What to do
A - Retype the part of the neuroplasticity passage that opens with the words containing "III. Changing Attitudes" and closes with "incurable and life-long.".
B - Answer these questions from the neuroplasticity passage:
(i) Which two disorders should mental health workers consider no longer describing as incurable and life-long?
(ii) Who has a financial interest in promoting biological theories?
(iii) In the sample statement for a client, what is the brain said not to be?

Quoted passage
== Segment start ==
III. Changing Attitudes
Taken together, the implications and discoveries of neuroplasticity challenge the traditional framework for understanding the role of the brain in psychiatric disorders. We can no longer perceive the brain as acting on its own predetermined accord in a vacuum to create experiences. Instead, we should conceive of the brain as fundamentally inseparable from experience, so that whatever happens to someone both externally and internally has the potential to significantly alter their brain. This means that people who recover can be thought of as having likely changed their brain chemistry and functioning, thus allowing for the possibility that the faulty biology allegedly behind major psychiatric disorders is reversible. In this regard, mental health workers should seriously consider eliminating talk about schizophrenia and bipolar disorder as incurable and life-long.
In fact, there are so many problems with making the simple statement, “Mental illness is caused by a chemical imbalance in the brain,” that it should perhaps be discontinued altogether. Evidence that different structures and functions of the brain are pathological in psychiatric disorders is still highly contentious; it is also well beyond the scope of this paper. However, given the far-reaching influence of pharmaceutical companies who have a financial interest in promoting biological theories – after all, their medications are primarily justified by the claim that they “fix” biological problems – it is likely that reductionist statements of the brain will continue to prevail. Therefore, we should amend these statements. Here is an example of what a worker could tell a client: “Your brain changes in response to the experiences you have. Even though psychiatric disorders show up on the biological level as differences in the brain’s functioning, your brain is not set in stone. In fact, you can change it, though it will take time and effort. There is much reason to be hopeful.”
== Segment end ==
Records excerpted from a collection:
== Segment start ==
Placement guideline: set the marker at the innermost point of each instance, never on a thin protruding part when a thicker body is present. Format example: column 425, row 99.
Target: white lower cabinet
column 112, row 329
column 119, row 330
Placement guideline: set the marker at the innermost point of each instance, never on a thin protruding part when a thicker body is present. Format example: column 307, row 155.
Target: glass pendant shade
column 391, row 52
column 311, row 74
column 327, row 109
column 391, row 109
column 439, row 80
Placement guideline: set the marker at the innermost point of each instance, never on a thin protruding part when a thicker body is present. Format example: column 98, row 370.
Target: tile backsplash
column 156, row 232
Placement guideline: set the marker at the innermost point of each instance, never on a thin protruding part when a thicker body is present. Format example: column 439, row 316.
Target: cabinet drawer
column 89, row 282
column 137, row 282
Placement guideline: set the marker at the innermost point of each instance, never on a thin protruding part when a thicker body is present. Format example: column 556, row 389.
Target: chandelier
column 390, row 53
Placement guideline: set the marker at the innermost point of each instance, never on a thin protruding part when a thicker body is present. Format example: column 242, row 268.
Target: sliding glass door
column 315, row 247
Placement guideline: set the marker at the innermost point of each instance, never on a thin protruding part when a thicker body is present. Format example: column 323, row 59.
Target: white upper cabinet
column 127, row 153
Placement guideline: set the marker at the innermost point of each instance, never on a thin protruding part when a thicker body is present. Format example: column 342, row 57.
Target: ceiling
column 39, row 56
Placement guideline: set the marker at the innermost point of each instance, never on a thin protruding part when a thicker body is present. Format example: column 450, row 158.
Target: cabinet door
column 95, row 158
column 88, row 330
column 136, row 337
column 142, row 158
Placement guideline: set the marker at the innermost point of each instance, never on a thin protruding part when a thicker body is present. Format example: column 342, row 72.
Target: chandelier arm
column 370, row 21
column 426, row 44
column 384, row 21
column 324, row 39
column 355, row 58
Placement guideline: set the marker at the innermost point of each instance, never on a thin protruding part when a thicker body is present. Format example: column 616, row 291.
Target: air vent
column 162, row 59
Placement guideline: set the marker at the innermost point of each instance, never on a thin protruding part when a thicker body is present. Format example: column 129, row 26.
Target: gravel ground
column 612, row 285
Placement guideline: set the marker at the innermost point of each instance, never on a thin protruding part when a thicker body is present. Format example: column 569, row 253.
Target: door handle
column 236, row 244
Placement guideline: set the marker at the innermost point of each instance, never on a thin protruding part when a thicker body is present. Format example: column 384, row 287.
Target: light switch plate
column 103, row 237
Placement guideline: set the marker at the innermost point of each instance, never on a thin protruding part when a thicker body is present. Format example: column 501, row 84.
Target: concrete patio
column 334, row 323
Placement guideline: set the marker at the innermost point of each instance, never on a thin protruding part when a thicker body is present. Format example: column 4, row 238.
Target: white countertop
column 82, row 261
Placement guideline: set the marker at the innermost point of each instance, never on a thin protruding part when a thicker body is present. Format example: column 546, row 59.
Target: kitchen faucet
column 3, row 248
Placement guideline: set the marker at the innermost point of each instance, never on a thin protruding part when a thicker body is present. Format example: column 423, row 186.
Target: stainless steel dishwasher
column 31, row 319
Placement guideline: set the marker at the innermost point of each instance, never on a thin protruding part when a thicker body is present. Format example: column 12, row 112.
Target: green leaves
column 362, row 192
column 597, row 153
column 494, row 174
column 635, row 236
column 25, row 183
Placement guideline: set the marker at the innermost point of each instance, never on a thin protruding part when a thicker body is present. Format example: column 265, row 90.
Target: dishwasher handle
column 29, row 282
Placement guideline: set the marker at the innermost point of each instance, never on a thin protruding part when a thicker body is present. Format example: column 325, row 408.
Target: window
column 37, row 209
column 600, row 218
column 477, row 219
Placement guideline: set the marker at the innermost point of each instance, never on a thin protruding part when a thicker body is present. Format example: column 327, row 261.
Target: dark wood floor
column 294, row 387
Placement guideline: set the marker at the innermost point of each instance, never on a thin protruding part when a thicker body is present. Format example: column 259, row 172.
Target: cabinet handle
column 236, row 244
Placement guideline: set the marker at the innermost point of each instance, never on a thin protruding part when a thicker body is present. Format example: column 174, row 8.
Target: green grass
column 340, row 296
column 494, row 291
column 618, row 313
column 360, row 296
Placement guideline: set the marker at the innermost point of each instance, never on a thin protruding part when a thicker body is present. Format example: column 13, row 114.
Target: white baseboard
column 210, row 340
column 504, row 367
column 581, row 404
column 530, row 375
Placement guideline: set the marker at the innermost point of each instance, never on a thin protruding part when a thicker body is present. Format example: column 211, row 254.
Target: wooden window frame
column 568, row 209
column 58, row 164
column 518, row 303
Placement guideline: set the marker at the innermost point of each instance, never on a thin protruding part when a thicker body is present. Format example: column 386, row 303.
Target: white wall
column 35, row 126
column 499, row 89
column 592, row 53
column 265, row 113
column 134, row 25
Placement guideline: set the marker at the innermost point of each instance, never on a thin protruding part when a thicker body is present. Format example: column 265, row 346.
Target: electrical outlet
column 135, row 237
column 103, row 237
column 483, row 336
== Segment end ==
== Segment start ==
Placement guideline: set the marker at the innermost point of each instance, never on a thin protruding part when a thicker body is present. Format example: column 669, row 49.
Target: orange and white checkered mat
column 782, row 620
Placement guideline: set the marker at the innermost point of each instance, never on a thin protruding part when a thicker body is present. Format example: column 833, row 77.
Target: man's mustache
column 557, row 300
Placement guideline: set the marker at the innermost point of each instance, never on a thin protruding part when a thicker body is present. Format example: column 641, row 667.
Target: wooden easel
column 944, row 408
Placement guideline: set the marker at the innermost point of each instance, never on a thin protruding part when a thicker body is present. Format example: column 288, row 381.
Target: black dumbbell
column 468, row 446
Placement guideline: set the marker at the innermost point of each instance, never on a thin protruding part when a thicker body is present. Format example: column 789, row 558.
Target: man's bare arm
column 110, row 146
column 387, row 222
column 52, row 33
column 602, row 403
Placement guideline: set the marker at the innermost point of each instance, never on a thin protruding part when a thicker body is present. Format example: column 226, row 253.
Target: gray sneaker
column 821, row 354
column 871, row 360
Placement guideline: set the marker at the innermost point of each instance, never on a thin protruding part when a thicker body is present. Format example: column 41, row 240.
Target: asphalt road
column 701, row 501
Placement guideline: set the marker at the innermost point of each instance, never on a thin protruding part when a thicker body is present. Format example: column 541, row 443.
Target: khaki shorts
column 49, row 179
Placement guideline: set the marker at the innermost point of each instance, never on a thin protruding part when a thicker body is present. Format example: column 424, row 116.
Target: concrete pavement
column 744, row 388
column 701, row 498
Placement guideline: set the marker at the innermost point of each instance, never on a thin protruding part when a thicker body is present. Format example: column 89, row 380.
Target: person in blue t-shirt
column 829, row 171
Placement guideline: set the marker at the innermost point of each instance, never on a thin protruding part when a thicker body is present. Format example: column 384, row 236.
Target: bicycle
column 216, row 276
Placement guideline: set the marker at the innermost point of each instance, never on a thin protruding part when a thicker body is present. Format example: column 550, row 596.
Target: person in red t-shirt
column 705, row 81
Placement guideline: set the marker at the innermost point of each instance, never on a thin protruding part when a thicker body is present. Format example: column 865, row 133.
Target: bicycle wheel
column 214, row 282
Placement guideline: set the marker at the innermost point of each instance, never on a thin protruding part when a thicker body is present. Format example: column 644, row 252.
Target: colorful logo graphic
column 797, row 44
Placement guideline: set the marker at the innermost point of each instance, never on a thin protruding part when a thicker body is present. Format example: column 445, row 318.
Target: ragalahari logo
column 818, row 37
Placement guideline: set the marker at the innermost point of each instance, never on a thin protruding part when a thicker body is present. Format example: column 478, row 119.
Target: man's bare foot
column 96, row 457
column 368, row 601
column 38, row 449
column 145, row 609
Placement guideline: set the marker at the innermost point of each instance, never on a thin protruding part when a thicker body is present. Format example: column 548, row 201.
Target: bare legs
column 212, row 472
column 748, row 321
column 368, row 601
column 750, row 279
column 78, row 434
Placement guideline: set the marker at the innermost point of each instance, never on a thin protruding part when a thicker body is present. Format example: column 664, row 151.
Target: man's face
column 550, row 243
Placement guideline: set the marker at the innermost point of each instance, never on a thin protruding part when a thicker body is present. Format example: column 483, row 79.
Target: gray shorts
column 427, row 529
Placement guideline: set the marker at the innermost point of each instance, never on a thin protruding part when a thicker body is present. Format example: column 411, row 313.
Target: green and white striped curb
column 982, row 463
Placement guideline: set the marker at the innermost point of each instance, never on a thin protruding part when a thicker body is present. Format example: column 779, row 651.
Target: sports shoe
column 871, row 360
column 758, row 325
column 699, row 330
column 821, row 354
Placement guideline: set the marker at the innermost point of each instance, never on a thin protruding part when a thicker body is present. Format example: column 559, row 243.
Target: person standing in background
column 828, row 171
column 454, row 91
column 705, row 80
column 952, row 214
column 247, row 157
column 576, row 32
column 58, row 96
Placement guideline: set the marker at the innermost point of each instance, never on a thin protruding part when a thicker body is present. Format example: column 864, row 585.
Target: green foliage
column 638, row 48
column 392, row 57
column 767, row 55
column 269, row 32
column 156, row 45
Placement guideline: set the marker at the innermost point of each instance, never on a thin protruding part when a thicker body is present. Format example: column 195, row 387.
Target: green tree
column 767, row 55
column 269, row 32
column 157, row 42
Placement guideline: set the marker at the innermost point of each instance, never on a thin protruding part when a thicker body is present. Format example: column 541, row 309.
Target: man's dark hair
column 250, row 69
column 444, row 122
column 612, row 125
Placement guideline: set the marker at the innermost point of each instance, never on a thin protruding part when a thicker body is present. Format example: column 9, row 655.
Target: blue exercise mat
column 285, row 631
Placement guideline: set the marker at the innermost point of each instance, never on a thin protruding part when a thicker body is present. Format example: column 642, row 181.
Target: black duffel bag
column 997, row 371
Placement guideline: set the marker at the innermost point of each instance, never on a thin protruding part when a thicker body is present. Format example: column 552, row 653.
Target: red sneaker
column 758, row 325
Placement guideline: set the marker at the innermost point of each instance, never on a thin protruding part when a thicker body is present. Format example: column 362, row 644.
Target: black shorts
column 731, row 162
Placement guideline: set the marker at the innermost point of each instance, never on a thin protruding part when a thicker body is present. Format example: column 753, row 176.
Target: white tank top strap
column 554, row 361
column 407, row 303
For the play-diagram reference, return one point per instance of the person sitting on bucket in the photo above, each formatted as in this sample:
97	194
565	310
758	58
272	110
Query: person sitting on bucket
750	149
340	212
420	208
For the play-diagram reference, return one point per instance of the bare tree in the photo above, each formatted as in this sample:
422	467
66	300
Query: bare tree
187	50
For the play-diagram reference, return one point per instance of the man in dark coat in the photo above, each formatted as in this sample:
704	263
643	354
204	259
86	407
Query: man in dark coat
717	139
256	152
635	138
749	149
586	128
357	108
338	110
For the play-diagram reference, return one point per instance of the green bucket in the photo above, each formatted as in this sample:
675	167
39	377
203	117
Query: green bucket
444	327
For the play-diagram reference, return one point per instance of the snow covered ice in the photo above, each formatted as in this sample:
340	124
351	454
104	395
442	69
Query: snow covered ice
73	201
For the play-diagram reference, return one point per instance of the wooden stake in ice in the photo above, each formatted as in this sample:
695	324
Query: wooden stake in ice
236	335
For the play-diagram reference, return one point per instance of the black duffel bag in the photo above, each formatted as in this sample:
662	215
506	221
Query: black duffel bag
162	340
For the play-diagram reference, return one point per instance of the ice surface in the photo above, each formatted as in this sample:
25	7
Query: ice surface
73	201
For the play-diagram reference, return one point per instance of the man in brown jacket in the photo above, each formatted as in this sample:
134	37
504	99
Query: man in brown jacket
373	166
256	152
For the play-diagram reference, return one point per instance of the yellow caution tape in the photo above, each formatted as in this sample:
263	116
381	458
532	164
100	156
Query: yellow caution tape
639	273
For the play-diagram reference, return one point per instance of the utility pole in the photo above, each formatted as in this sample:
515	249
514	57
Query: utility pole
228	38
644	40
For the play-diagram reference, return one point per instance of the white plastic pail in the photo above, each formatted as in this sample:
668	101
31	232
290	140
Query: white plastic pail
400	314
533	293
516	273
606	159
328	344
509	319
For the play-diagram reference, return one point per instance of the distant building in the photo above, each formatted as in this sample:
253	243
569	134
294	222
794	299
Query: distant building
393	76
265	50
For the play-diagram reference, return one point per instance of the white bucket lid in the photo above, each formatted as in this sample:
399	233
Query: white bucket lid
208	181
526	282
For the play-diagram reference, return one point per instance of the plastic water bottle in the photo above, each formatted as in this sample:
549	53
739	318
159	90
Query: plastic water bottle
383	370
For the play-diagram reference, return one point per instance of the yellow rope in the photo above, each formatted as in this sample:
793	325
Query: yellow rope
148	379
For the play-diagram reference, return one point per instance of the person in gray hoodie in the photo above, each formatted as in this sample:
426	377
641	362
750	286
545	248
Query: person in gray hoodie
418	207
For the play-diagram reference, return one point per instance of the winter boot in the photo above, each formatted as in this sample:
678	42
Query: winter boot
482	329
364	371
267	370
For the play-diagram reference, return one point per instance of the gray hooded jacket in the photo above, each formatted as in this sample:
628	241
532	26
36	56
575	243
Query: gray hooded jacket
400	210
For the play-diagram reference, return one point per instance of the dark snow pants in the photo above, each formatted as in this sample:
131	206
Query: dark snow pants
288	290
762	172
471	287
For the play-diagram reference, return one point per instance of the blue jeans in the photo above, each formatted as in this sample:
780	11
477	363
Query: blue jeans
== Segment end ==
Answers given
A -
III. Changing Attitudes
Taken together, the implications and discoveries of neuroplasticity challenge the traditional framework for understanding the role of the brain in psychiatric disorders. We can no longer perceive the brain as acting on its own predetermined accord in a vacuum to create experiences. Instead, we should conceive of the brain as fundamentally inseparable from experience, so that whatever happens to someone both externally and internally has the potential to significantly alter their brain. This means that people who recover can be thought of as having likely changed their brain chemistry and functioning, thus allowing for the possibility that the faulty biology allegedly behind major psychiatric disorders is reversible. In this regard, mental health workers should seriously consider eliminating talk about schizophrenia and bipolar disorder as incurable and life-long.

B -
(i) Schizophrenia and bipolar disorder
(ii) Pharmaceutical companies
(iii) Set in stone